[INSTRUCTIONS TO FOLLOW]: Please count how many lines in the items below contain the string "runner". Give only the number.

Position annotation records
····················

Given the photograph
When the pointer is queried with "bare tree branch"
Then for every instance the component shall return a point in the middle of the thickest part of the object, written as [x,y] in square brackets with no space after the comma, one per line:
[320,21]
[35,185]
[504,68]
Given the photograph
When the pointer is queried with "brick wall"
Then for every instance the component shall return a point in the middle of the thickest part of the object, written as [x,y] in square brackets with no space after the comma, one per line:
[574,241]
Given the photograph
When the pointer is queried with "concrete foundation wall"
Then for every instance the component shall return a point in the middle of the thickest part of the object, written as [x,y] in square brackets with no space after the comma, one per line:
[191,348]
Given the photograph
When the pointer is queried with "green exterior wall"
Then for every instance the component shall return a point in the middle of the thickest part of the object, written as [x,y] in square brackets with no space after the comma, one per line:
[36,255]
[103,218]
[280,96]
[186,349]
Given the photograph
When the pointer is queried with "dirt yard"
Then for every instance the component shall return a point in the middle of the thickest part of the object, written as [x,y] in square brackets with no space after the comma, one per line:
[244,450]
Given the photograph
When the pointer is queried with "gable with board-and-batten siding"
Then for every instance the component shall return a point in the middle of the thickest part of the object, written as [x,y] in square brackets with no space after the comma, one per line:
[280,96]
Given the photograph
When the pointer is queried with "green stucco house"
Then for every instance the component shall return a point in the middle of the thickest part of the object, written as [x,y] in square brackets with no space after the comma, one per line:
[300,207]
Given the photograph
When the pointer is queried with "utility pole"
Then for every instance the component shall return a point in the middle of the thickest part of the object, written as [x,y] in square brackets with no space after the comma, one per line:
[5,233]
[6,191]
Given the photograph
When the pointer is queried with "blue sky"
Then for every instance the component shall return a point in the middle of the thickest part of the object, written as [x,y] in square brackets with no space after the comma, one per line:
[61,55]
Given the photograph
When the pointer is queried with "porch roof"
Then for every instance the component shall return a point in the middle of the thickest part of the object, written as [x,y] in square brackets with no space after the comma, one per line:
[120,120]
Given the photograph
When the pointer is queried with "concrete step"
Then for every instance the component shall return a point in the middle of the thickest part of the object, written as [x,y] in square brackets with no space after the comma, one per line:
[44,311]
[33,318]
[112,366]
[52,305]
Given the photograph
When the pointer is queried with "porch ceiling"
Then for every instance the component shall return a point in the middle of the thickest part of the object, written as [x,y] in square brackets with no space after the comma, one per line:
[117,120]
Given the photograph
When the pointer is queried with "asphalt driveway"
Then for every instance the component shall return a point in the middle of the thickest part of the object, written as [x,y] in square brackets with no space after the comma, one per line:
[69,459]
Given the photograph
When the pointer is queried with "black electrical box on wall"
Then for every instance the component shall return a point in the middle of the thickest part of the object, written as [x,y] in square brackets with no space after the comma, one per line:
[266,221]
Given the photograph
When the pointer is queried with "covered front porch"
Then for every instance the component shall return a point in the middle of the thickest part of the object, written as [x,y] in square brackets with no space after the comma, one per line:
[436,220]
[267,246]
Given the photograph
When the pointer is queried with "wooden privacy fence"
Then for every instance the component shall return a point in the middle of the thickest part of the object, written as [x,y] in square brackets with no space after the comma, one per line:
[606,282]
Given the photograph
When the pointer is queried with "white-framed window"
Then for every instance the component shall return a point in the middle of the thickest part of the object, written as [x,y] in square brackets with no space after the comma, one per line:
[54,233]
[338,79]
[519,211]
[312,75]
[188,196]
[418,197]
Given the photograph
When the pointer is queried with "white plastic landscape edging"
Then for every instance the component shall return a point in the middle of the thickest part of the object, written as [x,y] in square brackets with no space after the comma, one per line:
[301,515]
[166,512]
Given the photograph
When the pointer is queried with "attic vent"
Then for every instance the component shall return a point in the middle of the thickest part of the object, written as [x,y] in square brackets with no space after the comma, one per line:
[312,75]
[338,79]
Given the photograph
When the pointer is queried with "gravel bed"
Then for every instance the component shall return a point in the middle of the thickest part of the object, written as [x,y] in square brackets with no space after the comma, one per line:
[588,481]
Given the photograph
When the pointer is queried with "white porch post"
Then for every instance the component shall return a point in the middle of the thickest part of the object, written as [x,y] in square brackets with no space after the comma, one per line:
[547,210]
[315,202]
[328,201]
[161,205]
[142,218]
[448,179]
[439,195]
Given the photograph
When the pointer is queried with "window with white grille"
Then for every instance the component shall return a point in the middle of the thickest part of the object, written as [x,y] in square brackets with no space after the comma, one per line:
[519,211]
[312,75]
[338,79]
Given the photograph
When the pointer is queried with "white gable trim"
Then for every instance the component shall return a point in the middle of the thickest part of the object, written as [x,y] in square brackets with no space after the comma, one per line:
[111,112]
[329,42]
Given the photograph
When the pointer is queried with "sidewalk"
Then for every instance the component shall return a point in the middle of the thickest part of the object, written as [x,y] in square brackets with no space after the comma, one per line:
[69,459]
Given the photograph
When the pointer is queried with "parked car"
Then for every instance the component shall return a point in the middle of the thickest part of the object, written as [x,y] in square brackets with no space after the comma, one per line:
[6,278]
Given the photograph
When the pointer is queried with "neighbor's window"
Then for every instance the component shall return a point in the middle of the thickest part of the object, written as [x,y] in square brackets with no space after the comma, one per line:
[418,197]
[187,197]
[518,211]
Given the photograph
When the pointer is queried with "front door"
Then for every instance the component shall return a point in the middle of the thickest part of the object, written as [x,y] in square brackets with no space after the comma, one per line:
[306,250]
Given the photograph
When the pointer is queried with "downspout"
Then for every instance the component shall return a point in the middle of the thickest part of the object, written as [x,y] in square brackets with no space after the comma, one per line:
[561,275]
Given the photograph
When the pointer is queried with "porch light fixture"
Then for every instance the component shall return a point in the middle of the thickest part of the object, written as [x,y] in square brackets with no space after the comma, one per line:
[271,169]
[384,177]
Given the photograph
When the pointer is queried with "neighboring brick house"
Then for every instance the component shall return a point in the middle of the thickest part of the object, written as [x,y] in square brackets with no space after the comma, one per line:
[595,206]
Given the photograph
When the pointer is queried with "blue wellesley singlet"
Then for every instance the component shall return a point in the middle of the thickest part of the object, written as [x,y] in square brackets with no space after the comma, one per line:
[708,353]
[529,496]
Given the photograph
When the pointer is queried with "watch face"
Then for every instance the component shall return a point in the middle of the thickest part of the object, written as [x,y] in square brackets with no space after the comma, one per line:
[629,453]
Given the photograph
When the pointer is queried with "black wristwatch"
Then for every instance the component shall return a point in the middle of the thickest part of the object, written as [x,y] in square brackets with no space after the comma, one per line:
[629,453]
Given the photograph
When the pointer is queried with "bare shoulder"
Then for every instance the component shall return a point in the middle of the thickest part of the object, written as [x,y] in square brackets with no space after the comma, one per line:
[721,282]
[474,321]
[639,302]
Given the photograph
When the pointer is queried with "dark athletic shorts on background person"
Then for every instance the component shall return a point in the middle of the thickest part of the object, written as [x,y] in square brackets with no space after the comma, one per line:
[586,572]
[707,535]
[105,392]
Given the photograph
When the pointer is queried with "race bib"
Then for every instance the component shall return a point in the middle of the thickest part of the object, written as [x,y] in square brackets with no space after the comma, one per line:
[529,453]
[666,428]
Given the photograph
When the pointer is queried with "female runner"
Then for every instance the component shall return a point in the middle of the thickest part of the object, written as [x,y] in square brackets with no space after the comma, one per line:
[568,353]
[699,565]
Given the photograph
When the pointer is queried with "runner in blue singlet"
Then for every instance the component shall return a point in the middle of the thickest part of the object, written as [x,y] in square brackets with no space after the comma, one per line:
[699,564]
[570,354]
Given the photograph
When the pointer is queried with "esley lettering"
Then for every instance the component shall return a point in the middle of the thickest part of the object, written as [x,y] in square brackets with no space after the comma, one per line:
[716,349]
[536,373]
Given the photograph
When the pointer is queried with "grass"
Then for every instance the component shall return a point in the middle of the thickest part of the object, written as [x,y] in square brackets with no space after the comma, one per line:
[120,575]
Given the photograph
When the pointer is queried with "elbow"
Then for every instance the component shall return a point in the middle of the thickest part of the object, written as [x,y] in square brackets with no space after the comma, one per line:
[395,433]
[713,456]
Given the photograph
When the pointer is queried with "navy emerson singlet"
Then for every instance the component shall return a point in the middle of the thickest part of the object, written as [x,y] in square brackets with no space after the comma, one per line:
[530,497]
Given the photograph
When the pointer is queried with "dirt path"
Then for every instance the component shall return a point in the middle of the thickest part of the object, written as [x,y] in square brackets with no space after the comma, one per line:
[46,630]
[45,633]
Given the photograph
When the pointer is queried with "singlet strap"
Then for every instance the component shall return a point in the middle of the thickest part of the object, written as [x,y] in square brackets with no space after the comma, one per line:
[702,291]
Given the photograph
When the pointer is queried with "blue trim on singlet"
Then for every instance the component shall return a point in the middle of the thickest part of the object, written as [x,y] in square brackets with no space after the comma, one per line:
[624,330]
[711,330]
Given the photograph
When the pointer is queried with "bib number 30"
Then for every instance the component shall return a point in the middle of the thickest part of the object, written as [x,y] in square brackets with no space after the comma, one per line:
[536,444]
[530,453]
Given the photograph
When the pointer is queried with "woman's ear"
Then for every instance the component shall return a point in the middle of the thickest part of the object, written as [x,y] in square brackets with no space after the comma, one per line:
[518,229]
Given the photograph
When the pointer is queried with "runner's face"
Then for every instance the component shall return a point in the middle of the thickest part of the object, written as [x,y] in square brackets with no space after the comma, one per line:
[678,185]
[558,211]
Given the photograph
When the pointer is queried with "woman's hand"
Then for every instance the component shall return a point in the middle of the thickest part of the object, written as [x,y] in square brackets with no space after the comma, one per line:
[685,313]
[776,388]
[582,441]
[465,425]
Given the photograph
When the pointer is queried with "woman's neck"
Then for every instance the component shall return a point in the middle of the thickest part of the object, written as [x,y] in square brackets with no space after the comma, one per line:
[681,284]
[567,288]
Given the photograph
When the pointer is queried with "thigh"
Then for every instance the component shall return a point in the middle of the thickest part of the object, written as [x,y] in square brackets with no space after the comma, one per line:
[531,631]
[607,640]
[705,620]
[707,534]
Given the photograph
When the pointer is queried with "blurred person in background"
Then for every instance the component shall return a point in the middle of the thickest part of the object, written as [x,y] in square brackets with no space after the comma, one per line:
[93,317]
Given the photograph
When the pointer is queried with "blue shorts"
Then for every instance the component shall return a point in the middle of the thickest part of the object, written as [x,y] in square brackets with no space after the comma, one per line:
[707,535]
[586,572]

····················

[FULL OUTPUT]: 3